■ REQUIREMENTS
The data must be written out once more, precisely as given.

Coordinate annotation entries:

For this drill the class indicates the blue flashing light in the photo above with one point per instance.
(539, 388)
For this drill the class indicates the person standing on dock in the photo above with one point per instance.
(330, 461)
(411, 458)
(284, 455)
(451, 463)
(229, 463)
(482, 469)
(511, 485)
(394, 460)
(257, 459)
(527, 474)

■ WORKED ANSWER
For this drill the class indicates the blue flashing light in the photo above with one point per instance.
(539, 388)
For this drill the class indicates the person standing on dock in the photo above with one point per instance.
(330, 461)
(411, 458)
(284, 455)
(451, 463)
(229, 463)
(482, 469)
(511, 485)
(394, 460)
(257, 459)
(527, 474)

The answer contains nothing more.